Referring expression pointing data:
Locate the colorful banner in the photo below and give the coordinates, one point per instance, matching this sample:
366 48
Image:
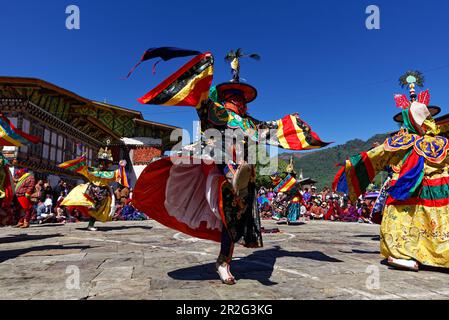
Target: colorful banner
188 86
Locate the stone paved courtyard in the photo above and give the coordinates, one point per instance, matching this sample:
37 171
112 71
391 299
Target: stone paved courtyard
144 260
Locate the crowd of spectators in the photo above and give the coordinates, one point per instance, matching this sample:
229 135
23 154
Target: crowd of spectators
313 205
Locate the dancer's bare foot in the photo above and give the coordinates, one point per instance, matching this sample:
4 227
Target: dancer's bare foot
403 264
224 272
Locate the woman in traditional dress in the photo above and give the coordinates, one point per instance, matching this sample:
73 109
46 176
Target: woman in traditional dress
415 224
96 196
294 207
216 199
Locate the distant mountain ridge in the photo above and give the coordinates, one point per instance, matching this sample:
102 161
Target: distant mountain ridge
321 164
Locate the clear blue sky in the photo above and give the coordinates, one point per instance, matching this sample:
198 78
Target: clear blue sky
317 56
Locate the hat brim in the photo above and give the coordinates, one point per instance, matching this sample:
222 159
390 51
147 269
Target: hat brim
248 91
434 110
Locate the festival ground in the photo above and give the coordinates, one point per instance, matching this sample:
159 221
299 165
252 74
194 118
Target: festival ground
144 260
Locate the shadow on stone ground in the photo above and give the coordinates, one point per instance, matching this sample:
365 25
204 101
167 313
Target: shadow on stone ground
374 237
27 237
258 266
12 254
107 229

--

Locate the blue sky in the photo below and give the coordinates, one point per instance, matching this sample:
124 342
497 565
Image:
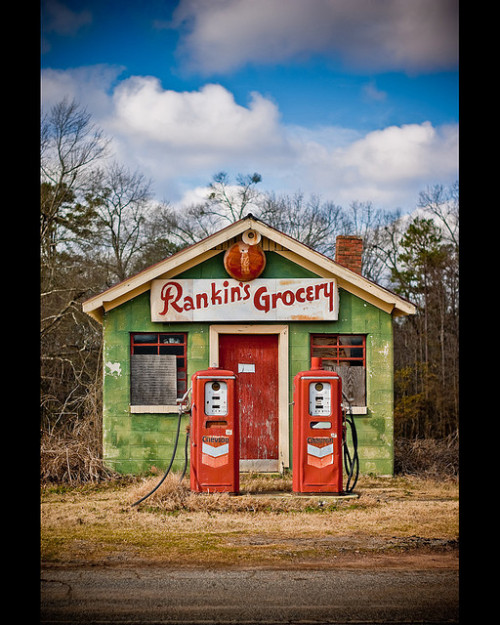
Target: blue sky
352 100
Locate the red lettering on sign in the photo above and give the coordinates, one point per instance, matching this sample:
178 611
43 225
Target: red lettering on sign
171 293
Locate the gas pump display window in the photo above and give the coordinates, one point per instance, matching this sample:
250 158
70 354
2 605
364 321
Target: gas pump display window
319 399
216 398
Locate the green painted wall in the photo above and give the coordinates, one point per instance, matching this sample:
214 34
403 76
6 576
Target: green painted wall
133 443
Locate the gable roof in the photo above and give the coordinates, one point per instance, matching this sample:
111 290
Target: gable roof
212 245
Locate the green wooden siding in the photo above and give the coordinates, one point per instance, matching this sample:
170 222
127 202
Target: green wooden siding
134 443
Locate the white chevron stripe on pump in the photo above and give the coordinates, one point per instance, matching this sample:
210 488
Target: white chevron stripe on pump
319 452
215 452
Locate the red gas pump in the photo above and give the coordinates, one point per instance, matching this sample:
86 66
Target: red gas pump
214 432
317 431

- _Problem to work on_:
Please show each line in the records above that contains "below".

- _Answer space_:
Locate the colorful banner in the photo below and give the coordinates, one point per instance, matching this sample:
Locate the blue sky in the photo below and give the coordinates, one point per instance, matching this sample:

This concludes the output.